▸ **WHAT THE TASK ASKS**: This exercise calls for every record to be set down again, exactly and in full.

|---|

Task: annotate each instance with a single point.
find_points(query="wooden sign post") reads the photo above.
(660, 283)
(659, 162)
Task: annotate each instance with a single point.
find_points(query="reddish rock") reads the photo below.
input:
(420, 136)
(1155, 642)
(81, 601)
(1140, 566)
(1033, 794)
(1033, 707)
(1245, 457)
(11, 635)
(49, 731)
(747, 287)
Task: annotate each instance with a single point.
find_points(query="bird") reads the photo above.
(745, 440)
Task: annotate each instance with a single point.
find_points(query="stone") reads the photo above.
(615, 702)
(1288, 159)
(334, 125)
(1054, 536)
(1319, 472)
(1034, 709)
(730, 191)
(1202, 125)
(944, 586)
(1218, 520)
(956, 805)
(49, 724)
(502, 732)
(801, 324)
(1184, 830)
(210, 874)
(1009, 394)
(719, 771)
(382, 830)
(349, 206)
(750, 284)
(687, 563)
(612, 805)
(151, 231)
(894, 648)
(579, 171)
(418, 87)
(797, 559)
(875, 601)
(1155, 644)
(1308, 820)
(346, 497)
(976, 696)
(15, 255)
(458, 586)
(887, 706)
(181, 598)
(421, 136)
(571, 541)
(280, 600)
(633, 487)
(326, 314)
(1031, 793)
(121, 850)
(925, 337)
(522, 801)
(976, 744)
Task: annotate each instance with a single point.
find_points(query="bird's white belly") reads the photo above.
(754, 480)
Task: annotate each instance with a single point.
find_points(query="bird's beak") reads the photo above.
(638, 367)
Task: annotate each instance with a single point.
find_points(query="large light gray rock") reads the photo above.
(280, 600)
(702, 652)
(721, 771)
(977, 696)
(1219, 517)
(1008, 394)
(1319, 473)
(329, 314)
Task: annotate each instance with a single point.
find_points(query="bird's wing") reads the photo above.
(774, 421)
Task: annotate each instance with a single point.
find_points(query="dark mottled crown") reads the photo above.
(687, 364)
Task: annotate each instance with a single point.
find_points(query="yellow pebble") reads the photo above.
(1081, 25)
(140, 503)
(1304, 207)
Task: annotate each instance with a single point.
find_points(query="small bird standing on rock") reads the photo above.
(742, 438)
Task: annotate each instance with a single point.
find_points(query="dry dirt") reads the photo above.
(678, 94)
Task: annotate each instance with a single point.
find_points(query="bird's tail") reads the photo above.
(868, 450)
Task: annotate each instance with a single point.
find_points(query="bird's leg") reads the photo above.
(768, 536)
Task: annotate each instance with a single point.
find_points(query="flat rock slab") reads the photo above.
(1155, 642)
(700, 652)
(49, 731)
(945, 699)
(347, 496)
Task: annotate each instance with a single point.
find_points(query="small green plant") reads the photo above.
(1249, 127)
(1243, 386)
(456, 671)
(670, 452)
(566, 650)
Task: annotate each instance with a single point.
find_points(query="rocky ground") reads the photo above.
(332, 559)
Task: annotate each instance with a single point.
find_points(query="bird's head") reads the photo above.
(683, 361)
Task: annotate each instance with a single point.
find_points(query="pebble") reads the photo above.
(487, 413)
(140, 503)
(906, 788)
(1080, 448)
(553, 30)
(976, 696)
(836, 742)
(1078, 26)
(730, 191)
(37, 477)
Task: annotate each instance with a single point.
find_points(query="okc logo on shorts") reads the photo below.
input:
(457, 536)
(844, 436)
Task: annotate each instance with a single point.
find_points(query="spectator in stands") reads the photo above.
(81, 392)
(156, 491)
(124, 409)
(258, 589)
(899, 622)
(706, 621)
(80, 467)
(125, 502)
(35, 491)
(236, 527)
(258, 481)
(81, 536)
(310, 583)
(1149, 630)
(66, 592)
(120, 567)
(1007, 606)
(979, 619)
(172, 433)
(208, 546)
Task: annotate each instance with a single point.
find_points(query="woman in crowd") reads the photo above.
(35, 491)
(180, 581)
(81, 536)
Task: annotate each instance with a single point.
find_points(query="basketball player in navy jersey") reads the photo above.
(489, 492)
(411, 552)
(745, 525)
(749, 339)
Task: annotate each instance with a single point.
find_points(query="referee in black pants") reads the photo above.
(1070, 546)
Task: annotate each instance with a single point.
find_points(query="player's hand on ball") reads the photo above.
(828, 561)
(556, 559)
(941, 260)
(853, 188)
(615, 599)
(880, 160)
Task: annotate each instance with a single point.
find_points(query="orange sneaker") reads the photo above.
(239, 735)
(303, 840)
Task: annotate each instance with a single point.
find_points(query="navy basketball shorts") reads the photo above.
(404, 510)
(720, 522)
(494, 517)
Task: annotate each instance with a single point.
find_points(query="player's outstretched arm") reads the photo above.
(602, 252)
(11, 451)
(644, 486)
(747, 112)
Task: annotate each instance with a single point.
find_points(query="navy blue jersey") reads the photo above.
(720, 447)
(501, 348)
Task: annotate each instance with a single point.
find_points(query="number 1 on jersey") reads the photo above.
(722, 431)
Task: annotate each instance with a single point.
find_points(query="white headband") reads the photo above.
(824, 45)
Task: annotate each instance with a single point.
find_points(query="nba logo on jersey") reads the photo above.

|---|

▸ **RESULT OF THIS EXERCISE**:
Task: annotate each instance with a single point.
find_points(query="wooden sign post") reads the photo above.
(660, 283)
(659, 162)
Task: annotate each instance with a single point.
find_points(query="reddish rock") reads the photo below.
input:
(420, 136)
(1155, 642)
(81, 601)
(1140, 566)
(1033, 794)
(1033, 707)
(1245, 457)
(11, 635)
(49, 731)
(747, 287)
Task: annotate each instance with a single point.
find_points(query="bird") reads the photo above.
(745, 440)
Task: annotate each instance with a single point.
find_points(query="stone") reads the photo above.
(615, 702)
(1288, 159)
(334, 125)
(1054, 536)
(1319, 472)
(1034, 709)
(730, 191)
(1202, 125)
(944, 586)
(1218, 520)
(956, 805)
(49, 724)
(502, 732)
(801, 324)
(1184, 830)
(210, 874)
(1009, 394)
(719, 771)
(382, 830)
(349, 206)
(750, 284)
(687, 563)
(612, 805)
(151, 231)
(894, 648)
(579, 171)
(418, 87)
(797, 559)
(875, 601)
(1155, 644)
(1308, 820)
(346, 497)
(976, 696)
(15, 255)
(458, 586)
(887, 706)
(181, 598)
(421, 136)
(571, 541)
(280, 600)
(633, 487)
(326, 314)
(1031, 793)
(121, 850)
(925, 337)
(522, 801)
(976, 744)
Task: annotate each instance with a single point.
find_points(query="bird's white belly") reads the photo above.
(754, 480)
Task: annotate each instance with a single point.
find_points(query="bird's beak") reads the photo above.
(638, 367)
Task: annotate each instance with a single point.
find_points(query="large light gray rock") reads the photo above.
(280, 600)
(702, 652)
(721, 771)
(977, 696)
(1219, 517)
(1008, 394)
(1319, 473)
(329, 314)
Task: annotate each instance with a single point.
find_points(query="bird's wing") reads the photo above.
(774, 421)
Task: annotate each instance with a single point.
find_points(query="dark mottled crown") reads the photo above.
(687, 364)
Task: annotate each instance with a single point.
find_points(query="yellow pebble") reads the photo above.
(1081, 25)
(140, 503)
(1304, 207)
Task: annotate each instance with a single point.
find_points(query="small bird standing on rock") reads the photo above.
(742, 438)
Task: annotate each instance with a single point.
find_points(query="dry dirt") reads the photo above.
(678, 94)
Task: annotate each instance with a single point.
find_points(query="bird's tail") reads the photo above.
(868, 450)
Task: annotate each instance with a single point.
find_points(query="bird's leg") reads the photo above.
(768, 536)
Task: annotate each instance with a single point.
find_points(query="flat rock slab") reads the photo above.
(1155, 642)
(700, 652)
(49, 731)
(945, 699)
(347, 496)
Task: annotate each instance with a single point.
find_points(query="small green plant") reads the photo above.
(1249, 127)
(1243, 386)
(456, 671)
(670, 452)
(566, 650)
Task: annotate each instance with a single point.
find_points(query="rocky ground") reads the photo above.
(332, 559)
Task: annotate each instance with a single point.
find_points(query="bird's head") reads the photo above.
(683, 361)
Task: annotate each instance with a single point.
find_points(query="pebble") reads the photo above.
(487, 413)
(140, 503)
(906, 788)
(1080, 448)
(553, 30)
(976, 696)
(836, 742)
(1078, 26)
(730, 191)
(37, 477)
Task: annotate each instance with a single point.
find_points(query="okc logo on shorts") reads the photo below.
input:
(457, 536)
(844, 436)
Task: annotate each instance with a single point.
find_points(query="spectator in stands") reads the photo above.
(81, 392)
(156, 491)
(124, 409)
(258, 589)
(899, 622)
(706, 621)
(80, 467)
(125, 502)
(35, 491)
(236, 527)
(258, 481)
(81, 536)
(310, 583)
(1149, 630)
(66, 592)
(120, 567)
(1007, 606)
(979, 619)
(172, 433)
(208, 546)
Task: annotate each instance with a single point.
find_points(query="woman in crowd") reads the photo above.
(35, 491)
(180, 581)
(81, 536)
Task: annotate each instance with a single point.
find_points(query="basketball player in navy jersey") reads the photo above.
(489, 492)
(411, 552)
(745, 525)
(749, 339)
Task: annotate each instance with a single point.
find_points(query="referee in black pants") reads the photo above.
(1070, 546)
Task: annotate each instance with a single point.
find_points(query="player's hand on ball") reads the photo above.
(828, 561)
(556, 559)
(941, 260)
(853, 188)
(615, 599)
(880, 160)
Task: annotate each instance with a single point.
find_points(query="orange sneaker") reads the photo above.
(239, 735)
(303, 840)
Task: annotate each instance with a single point.
find_points(query="navy basketball shorts") reads the photo above.
(404, 510)
(720, 522)
(494, 517)
Task: annotate each instance with a single point.
find_points(query="player's outstretched arm") reads the photo above.
(602, 252)
(11, 451)
(644, 486)
(747, 112)
Task: annotate each instance with a single point.
find_points(query="navy blue jersey") reads the photo above.
(720, 447)
(501, 348)
Task: annotate each instance with a single point.
find_points(query="number 1 on jersey") reads the photo above.
(722, 431)
Task: annotate each instance with a single point.
find_points(query="white headband") reads the photo above.
(824, 45)
Task: annotate each instance with a single point.
find_points(query="nba logo on jersey") reads the photo above.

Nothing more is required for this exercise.